**Problem description**
Retype everything in the listing, leaving each line exactly as it is.

**Input rows**
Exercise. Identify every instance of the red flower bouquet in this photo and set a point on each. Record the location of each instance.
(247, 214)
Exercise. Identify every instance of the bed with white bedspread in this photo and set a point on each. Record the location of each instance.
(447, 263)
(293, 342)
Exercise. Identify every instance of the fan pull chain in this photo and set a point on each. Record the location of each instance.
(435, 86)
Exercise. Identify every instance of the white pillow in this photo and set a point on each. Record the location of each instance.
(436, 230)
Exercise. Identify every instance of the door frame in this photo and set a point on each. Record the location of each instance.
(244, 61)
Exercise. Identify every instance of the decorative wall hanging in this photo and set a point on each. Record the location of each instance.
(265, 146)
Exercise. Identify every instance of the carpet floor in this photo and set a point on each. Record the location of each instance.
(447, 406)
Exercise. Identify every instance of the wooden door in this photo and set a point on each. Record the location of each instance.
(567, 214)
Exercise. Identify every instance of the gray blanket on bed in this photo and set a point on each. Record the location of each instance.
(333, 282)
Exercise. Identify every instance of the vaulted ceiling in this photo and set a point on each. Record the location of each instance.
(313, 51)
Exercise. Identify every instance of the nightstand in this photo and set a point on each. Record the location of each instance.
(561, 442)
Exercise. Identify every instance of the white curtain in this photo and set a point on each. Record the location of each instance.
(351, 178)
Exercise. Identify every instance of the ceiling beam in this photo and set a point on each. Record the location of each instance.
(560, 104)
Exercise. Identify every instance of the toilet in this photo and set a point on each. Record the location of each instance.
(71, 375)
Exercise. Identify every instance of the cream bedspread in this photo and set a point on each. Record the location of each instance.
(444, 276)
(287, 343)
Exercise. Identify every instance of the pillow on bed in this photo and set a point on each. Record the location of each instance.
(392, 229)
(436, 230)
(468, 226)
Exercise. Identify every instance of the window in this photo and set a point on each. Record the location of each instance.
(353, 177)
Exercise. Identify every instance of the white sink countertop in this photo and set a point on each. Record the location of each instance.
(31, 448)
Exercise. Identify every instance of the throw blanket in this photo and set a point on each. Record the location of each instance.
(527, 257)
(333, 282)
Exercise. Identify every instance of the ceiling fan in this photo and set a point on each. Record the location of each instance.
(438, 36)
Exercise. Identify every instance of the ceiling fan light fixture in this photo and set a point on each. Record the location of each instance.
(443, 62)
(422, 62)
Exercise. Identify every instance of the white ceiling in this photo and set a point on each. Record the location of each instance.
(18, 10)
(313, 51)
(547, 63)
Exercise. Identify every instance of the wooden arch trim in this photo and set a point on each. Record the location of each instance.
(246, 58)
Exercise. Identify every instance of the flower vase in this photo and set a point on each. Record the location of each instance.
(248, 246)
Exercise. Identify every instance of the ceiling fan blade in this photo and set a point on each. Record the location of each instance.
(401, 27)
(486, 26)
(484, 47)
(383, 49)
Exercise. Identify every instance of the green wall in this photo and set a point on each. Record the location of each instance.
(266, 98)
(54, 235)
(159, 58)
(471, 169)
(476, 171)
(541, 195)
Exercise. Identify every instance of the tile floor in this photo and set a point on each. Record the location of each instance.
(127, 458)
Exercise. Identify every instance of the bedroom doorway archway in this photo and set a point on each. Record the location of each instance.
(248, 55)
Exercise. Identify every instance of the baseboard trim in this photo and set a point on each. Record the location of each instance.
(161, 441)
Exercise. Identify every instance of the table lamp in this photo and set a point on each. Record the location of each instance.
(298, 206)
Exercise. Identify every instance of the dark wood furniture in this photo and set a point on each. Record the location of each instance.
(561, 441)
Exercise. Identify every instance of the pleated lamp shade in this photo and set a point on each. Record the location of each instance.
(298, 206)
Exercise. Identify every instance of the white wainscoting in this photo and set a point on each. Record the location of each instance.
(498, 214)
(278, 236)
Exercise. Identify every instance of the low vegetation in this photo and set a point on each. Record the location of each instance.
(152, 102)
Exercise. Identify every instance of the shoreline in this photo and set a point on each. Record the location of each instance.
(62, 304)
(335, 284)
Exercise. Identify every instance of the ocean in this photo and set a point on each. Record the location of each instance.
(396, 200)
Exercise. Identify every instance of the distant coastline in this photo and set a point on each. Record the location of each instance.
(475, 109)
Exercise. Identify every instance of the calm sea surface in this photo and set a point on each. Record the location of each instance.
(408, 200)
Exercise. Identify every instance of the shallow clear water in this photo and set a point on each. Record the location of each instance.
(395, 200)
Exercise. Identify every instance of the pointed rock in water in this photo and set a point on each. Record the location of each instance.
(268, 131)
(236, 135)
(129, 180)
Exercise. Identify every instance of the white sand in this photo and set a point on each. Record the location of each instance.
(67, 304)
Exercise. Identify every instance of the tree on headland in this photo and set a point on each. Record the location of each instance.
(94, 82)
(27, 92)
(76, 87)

**In response**
Exercise. Identify every instance of the red flower bouquet in this photo and set a point on each. Record the location of each instance.
(247, 214)
Exercise. Identify every instance of the bed with white bedspread in this photo and set a point on each. Record the location of each instance.
(447, 263)
(293, 342)
Exercise. Identify every instance of the fan pull chain in this photo and set a point on each. Record the location of each instance.
(435, 86)
Exercise. Identify every instance of the white pillow in this photo and set a point on each. Record the location of each instance.
(436, 230)
Exercise. Identify every instance of the door frame in this photo and set a point on each. Record the location of each instance.
(244, 61)
Exercise. Identify every instance of the decorative wall hanging in this photo and set a point on each. Record the location of each instance.
(265, 146)
Exercise. Identify every instance of the carpet floor in this photo and set a point on each. Record the location of each instance.
(447, 406)
Exercise. Identify every instance of the wooden door in this photo and set a point on each. Record the location of each instance.
(567, 214)
Exercise. Identify every instance of the gray blanket on bed in this photo and set a point on each. Record the location of each instance.
(333, 282)
Exercise. Identify every instance of the vaulted ceiling in this photo and set a point on each. Record the location of each instance.
(313, 51)
Exercise. Identify every instance of the nightstand in this photo and set a point on each. Record the location of each instance.
(561, 442)
Exercise. Identify every instance of the white curtain in this photo and set a point on each. Record the location of each instance.
(351, 178)
Exercise. Identify every instance of the ceiling beam in this photo and set a point on each. Record the location of each instance.
(560, 104)
Exercise. Identify every instance of the toilet in this photo and set a point on each. Record the location of each instance.
(71, 375)
Exercise. Identify every instance of the cream bedspread in this photo and set a point on each. Record the location of each instance.
(444, 276)
(287, 343)
Exercise. Identify every instance of the pillow on bed in this photo and set a point on each. Record the location of each instance.
(392, 229)
(436, 230)
(468, 226)
Exercise. Identify every instance of the window in this photo and set a point on each. Record the location of each instance.
(353, 177)
Exercise. Identify every instance of the white sink countertop in this photo and set a point on each. Record the location of each instance.
(31, 448)
Exercise. Identify every instance of the throw blanket in this photo and set a point on each. Record the location of each instance.
(527, 257)
(333, 282)
Exercise. Identify every instance of the ceiling fan in this photo and set a point on each. Record the location of each instance.
(438, 36)
Exercise. Identify every instance of the ceiling fan light fixture in this photo and set a point on each. Record the location of each instance.
(443, 62)
(422, 62)
Exercise. Identify every instance of the white ceiling in this photo and set a point on each. Record the location of each instance.
(18, 10)
(313, 51)
(547, 63)
Exercise. Identify every instance of the wooden arch trim in this photo and set a point on each. Record the location of each instance.
(246, 58)
Exercise. Identify every instance of the flower vase in this photo and set a point on each. Record the location of each instance.
(248, 246)
Exercise. Identify every instance of the ceiling fan blade in this photo and set a point on each. Record the location of each instance.
(401, 27)
(486, 26)
(484, 47)
(383, 49)
Exercise. Identify every instance of the green wall in this photo and set a point on each. Record the location of each instance.
(266, 98)
(54, 235)
(159, 58)
(471, 169)
(476, 171)
(541, 195)
Exercise. Identify every instance of the tile floor in this photo and set a point on each. Record the location of each instance.
(127, 458)
Exercise. Identify every instance of the bedroom doorway archway in this photo and set a point on each. Record the location of each instance.
(248, 55)
Exercise. Identify every instance of the baseboard trim in this photo and set a point on each. Record the location of each instance.
(161, 441)
Exercise. Identify every instance of the table lamp in this photo and set a point on each. Record the location of each instance.
(298, 206)
Exercise. Identify every instance of the dark wood furniture in this photo and set a point on each. Record the location of each instance.
(561, 441)
Exercise. Identify every instance of the pleated lamp shade in this photo and set a point on each. Record the location of each instance.
(298, 206)
Exercise. Identify every instance of the white wainscoting in this photo and set a point on each. Record the location of each instance.
(498, 214)
(278, 236)
Exercise. Identify every instance of the low vegetation in this photo and set a point on each. Record the location of each instance.
(152, 102)
Exercise. Identify every instance of the shoreline in this photo and set a point on each. Record the location of each instance.
(62, 304)
(335, 284)
Exercise. Identify every instance of the ocean in this photo and set a point on each. Record the location of each instance.
(396, 200)
Exercise. Identify every instance of the distant coastline in this photo and set a point on each. Record the location of each instance.
(475, 109)
Exercise. Identify every instance of the calm sea surface in this photo and set a point on each. Record the location of each instance.
(408, 200)
Exercise. Identify every instance of the shallow clear water in this photo and set a point on each. Record the location of each instance.
(395, 200)
Exercise. Identify every instance of the pointed rock in water in this photo and set a point on each. Record the location of each instance.
(268, 131)
(236, 135)
(129, 180)
Exercise. Identify every instance of the white sand in this photo and set a point on each. Record the location of each instance.
(67, 304)
Exercise. Identify every instance of the tree on headland in this photo and set a point on each. Record the location of each instance.
(94, 82)
(27, 92)
(76, 87)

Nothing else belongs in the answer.